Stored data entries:
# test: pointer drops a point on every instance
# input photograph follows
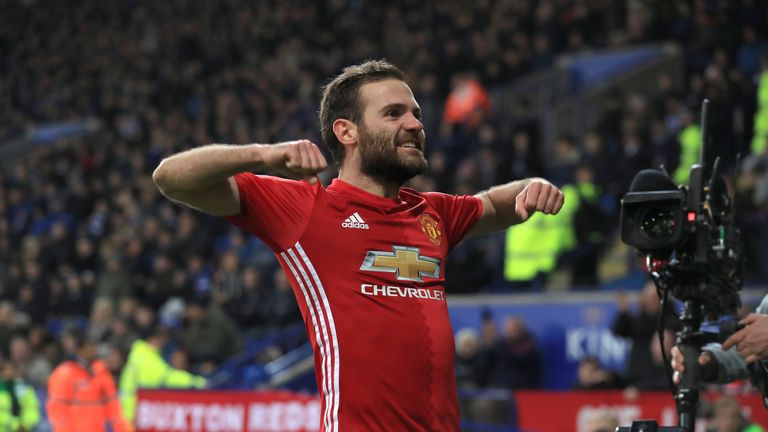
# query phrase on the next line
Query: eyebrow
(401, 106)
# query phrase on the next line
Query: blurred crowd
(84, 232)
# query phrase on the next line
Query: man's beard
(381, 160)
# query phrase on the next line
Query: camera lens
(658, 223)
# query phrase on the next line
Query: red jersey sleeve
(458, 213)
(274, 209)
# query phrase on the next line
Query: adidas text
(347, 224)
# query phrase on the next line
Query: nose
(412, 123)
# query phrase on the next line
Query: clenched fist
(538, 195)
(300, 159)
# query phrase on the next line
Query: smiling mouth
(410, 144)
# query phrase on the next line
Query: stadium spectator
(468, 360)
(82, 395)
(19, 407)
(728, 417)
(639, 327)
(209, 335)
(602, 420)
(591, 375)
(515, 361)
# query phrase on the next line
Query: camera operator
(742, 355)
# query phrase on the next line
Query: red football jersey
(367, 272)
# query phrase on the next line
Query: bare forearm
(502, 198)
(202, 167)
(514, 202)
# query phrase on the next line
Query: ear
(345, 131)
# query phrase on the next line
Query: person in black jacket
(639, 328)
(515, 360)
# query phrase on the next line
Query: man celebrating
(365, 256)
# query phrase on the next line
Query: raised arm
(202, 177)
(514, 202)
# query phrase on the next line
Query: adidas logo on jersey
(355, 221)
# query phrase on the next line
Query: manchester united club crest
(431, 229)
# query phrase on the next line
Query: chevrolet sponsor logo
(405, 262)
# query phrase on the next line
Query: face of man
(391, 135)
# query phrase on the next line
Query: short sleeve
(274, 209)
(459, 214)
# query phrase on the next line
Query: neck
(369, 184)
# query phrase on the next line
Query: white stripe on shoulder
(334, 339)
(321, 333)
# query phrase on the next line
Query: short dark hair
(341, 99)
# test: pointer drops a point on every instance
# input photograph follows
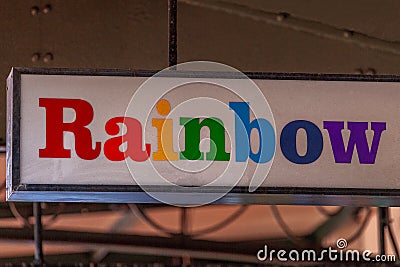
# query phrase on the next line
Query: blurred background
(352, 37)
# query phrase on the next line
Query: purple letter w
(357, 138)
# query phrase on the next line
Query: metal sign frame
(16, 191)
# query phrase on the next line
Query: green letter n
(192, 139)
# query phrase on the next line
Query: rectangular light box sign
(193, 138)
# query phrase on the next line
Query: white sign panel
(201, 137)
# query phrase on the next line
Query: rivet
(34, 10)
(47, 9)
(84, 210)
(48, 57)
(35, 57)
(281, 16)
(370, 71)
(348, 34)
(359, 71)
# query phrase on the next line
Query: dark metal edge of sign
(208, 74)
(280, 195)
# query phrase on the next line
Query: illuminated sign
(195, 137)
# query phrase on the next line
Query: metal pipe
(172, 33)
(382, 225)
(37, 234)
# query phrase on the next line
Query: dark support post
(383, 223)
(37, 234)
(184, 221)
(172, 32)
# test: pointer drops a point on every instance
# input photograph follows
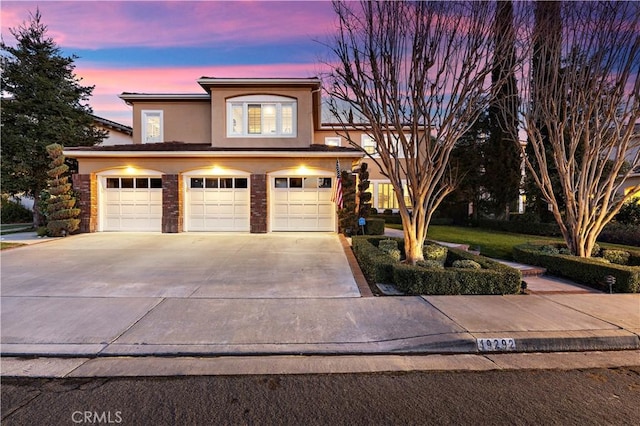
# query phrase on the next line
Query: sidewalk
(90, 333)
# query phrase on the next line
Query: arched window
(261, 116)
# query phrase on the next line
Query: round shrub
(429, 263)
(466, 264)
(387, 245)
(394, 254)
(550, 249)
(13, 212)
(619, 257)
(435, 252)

> What you are asked to do: Repeat exactly the lines above, starting at the one that contains "Query: illuminated sign" and stopping at the last line of the entries, and leave out the pictures.

> Problem solution:
Query: illuminated sign
(195, 137)
# query phrase on the next line
Query: metal pipe
(172, 33)
(382, 225)
(37, 234)
# query phrase on the next line
Query: dark support post
(383, 223)
(37, 234)
(184, 221)
(172, 32)
# test: pointer drops a point on every instance
# input photograph follows
# query phrase on the next line
Query: sidewalk
(90, 333)
# query phrase on the next line
Query: arched window
(261, 116)
# query phrase on the next line
Query: round shrub
(429, 263)
(466, 264)
(387, 245)
(394, 254)
(550, 249)
(13, 212)
(619, 257)
(435, 252)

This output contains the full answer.